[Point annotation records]

-- START --

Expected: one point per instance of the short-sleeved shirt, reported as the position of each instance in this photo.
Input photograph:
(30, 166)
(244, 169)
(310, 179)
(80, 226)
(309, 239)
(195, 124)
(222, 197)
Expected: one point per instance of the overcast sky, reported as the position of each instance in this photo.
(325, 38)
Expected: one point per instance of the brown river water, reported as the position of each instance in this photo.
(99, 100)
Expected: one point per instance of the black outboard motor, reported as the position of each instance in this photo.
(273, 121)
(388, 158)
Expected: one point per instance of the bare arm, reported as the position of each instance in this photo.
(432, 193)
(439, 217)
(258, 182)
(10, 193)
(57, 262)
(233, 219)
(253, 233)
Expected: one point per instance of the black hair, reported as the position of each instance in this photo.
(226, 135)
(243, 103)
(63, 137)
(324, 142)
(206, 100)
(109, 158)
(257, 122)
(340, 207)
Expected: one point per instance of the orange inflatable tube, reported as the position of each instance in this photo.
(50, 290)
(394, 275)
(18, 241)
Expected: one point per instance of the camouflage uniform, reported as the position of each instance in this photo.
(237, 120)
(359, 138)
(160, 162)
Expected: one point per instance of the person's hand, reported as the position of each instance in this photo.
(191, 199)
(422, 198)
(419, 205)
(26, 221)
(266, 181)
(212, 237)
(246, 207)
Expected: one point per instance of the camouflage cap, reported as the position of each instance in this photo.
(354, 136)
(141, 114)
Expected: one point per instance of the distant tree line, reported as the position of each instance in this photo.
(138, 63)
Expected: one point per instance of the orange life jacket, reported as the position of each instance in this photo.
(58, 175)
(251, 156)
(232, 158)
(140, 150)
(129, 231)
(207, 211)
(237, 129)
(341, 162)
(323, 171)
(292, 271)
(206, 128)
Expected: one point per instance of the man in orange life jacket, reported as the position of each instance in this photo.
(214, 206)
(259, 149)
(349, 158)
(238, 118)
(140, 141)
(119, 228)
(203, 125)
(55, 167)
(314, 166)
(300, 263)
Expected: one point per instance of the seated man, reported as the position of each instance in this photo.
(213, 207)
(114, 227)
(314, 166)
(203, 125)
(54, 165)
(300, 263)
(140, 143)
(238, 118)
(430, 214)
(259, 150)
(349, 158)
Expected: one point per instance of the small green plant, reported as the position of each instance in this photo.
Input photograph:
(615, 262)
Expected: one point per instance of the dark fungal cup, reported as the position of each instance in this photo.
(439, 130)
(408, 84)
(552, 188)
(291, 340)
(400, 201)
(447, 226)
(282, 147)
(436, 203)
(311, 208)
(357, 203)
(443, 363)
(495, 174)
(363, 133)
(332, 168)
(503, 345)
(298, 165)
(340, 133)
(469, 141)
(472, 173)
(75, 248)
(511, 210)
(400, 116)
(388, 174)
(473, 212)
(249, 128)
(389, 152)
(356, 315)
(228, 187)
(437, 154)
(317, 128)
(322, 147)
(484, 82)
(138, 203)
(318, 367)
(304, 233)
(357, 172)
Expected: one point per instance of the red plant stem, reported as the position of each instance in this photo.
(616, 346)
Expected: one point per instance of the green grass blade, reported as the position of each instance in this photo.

-- END --

[Problem statement]: Extract the complete listing above, reproducing each line exactly.

[Result of this task]:
Expected: one point per instance of the short-sleeved shirt, reported as the position of each instance in this photo.
Input photograph:
(30, 166)
(244, 169)
(310, 179)
(80, 226)
(309, 239)
(195, 124)
(222, 197)
Expected: one point per instance of the overcast sky, reported as the position of each instance in this photo.
(325, 38)
Expected: one point per instance of the brown river water, reported as the position of each instance in this photo.
(99, 100)
Expected: one point per instance of the black outboard motor, reported as the position of each instance in this photo.
(273, 121)
(388, 158)
Expected: one point per instance of the bare arm, reported as the position of each instance in this photo.
(432, 193)
(439, 217)
(258, 182)
(10, 193)
(57, 262)
(233, 219)
(253, 233)
Expected: one point per instance of the black hair, reported as the position of each instance in this photo.
(226, 135)
(243, 103)
(63, 137)
(324, 142)
(206, 100)
(109, 158)
(257, 122)
(340, 207)
Expected: one point per instance of the orange inflatable tube, reported as the position of each instance in this photo.
(50, 290)
(394, 275)
(18, 241)
Expected: one point per instance of the camouflage uniform, reported as the position of each instance in this photo.
(237, 120)
(359, 138)
(160, 162)
Expected: one point per instance of the person's hand, reported as the position of each instance in this photo.
(191, 199)
(422, 198)
(419, 205)
(26, 221)
(266, 181)
(212, 237)
(246, 207)
Expected: one point per instance of the camouflage cap, reported as the position of each instance in this photo.
(354, 136)
(141, 114)
Expected: one point per instance of the distant tree line, reported as the position of each instance in this photo.
(138, 63)
Expected: one point per instance of the orange life jacket, reported as the position of each instance in this photo.
(58, 175)
(251, 156)
(232, 158)
(140, 150)
(129, 231)
(207, 211)
(237, 129)
(341, 162)
(323, 171)
(292, 271)
(206, 128)
Expected: one point per instance of the man in orange life jacket, reported as the position of each instance in this photo.
(214, 206)
(259, 149)
(349, 158)
(238, 118)
(140, 141)
(119, 228)
(203, 125)
(55, 167)
(314, 166)
(300, 263)
Expected: one point per instance of the seated man, reported as the position of each instance in this photo.
(213, 207)
(114, 227)
(314, 166)
(203, 125)
(54, 165)
(300, 263)
(140, 143)
(238, 118)
(430, 214)
(259, 150)
(349, 158)
Expected: one point per instance of the small green plant, reported as the position of each instance in this photo.
Input photograph:
(615, 262)
Expected: one point per instance of the dark fungal cup, reported as the position of each instance in this photo.
(439, 130)
(408, 84)
(552, 188)
(291, 340)
(400, 201)
(447, 226)
(282, 147)
(436, 203)
(311, 208)
(357, 203)
(443, 363)
(495, 174)
(363, 133)
(332, 168)
(503, 345)
(298, 165)
(340, 133)
(469, 141)
(472, 173)
(75, 248)
(511, 210)
(400, 116)
(388, 174)
(473, 212)
(249, 128)
(389, 152)
(356, 315)
(228, 187)
(437, 154)
(317, 128)
(322, 147)
(484, 82)
(138, 203)
(318, 367)
(304, 233)
(357, 172)
Expected: one point per instance of the red plant stem, reported as the position of each instance in this photo.
(616, 346)
Expected: one point per instance of the green grass blade, reported as the position of each instance in this photo.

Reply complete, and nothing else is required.